- _SHORT PROBLEM A_
Can you output the part of the cloud computing passage below from "Where is the" to "a cloud-based application.", word for word?

Availability is another possible drawback – or benefit – of cloud computing. When internet access is “down,” or if your cloud service provider needs to perform maintenance, you cannot use a public cloud service. But this must be compared to “downtime” on your own equipment, and availability when you are traveling. All in all, cloud computing is a “better idea,” and its impact continues to grow.
How Does it Work?
Cloud computing became feasible because of two key technologies – high-speed data communications and the internet, and virtualization of computing hardware – plus industry standards. People over 50 can probably remember terminals and modems that operated at “1200 baud”, about 120 characters per second; today’s data flows 1,000 to 10,000 times faster, even for consumers. IT professionals can remember when a physical computer could run only one operating system, and one or two applications at a time; today, a physical computer, which occupies less than an inch vertically in a “rack,” can run eight to 16 “virtual computers,” each with its own operating system and applications.
Virtualization means that your analytic problem – say data mining, optimization, or simulation – can be run in a remote data center, using only a “slice” of the CPU time and memory on a physical computer – and high-speed communications means that results can be brought back to you in seconds.
Where is the Data?
Applications of all kinds – but especially analytics applications – make use of models and data, and both must be accessible to the analytics software, wherever it is running – on your own computer or server, or in the cloud. If your model and data are on your own desktop PC, you can either run the analytics software on that same PC, or transfer them (for example via file upload) to a cloud-based application.
High-speed data communications has made this an easy, everyday experience for many users – who hasn’t used Office 365, Google Docs, Box.com, or Dropbox.com? Excel workbooks and CSV (Comma Separated Value) files are very common ways to store modest-size data sets. And increasingly, large databases and other data sources are maintained online (“in the cloud”), so it’s as easy – or easier – to access such data in a cloud application as in a desktop application. This is true even of “Big Data” – data sets too large to fit in a single traditional database. For example, Frontline Systems, sponsor of this magazine, operates an Apache Spark Big Data cluster on Amazon Web Services, and currently offers free use of this cluster to universities teaching analytics using Frontline’s other tools.
Business Intelligence in the Cloud
Analytics models often use data found in BI or “business intelligence” systems, or in “data warehouses.” These systems collect, and usually summarize data drawn from day-to-day “transactional” database systems. They may offer a relational, tabular, or multidimensional “view” of the data. In the BI world, it is common to speak of “analytics,” but this usually means “slicing and dicing” and “drilling down into” data – the analysis is usually limited to “sum and group by.” To clarify this, Gartner has begun referring to mathematical methods as “advanced analytics.”
BI systems were traditionally run in on-premise servers, but increasingly they are moving to the cloud. Amazon Web Services offers a highly scalable relational database called Amazon Redshift, and recently introduced a BI service called Amazon QuickSight. Microsoft offers Power BI, a cloud-based service that works with desktop Excel and Power BI Designer. Tableau offers a cloud service called Tableau Online, that complements its Tableau Server and Tableau Desktop products. All of these tools can “slice and dice” and “drill down into” data, and create sophisticated visualizations and dashboards.

- _SHORT PROBLEM B_
Could you return all of the rows below, unchanged and line for line?

- _INFORMATION PROVIDED_

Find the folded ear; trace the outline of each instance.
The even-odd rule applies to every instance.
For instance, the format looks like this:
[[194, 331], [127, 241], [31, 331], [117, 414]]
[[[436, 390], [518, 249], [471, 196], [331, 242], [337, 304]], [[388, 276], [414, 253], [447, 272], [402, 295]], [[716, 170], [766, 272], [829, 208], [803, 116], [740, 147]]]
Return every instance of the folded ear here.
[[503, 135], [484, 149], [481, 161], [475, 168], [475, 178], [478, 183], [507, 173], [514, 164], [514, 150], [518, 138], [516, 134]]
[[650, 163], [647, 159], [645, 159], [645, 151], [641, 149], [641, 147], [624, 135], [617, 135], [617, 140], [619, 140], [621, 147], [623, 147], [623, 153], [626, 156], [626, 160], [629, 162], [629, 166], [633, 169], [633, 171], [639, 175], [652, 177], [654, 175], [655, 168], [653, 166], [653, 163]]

- _WORKED SOLUTION A_
Where is the Data?
Applications of all kinds – but especially analytics applications – make use of models and data, and both must be accessible to the analytics software, wherever it is running – on your own computer or server, or in the cloud. If your model and data are on your own desktop PC, you can either run the analytics software on that same PC, or transfer them (for example via file upload) to a cloud-based application.

- _WORKED SOLUTION B_
Find the folded ear; trace the outline of each instance.
The even-odd rule applies to every instance.
For instance, the format looks like this:
[[194, 331], [127, 241], [31, 331], [117, 414]]
[[[436, 390], [518, 249], [471, 196], [331, 242], [337, 304]], [[388, 276], [414, 253], [447, 272], [402, 295]], [[716, 170], [766, 272], [829, 208], [803, 116], [740, 147]]]
Return every instance of the folded ear here.
[[503, 135], [484, 149], [481, 161], [475, 168], [475, 178], [478, 183], [507, 173], [514, 164], [514, 150], [518, 138], [516, 134]]
[[650, 163], [647, 159], [645, 159], [645, 151], [641, 149], [641, 147], [624, 135], [617, 135], [617, 140], [619, 140], [621, 147], [623, 147], [623, 153], [626, 156], [626, 160], [629, 162], [629, 166], [633, 169], [633, 171], [639, 175], [652, 177], [654, 175], [655, 168], [653, 166], [653, 163]]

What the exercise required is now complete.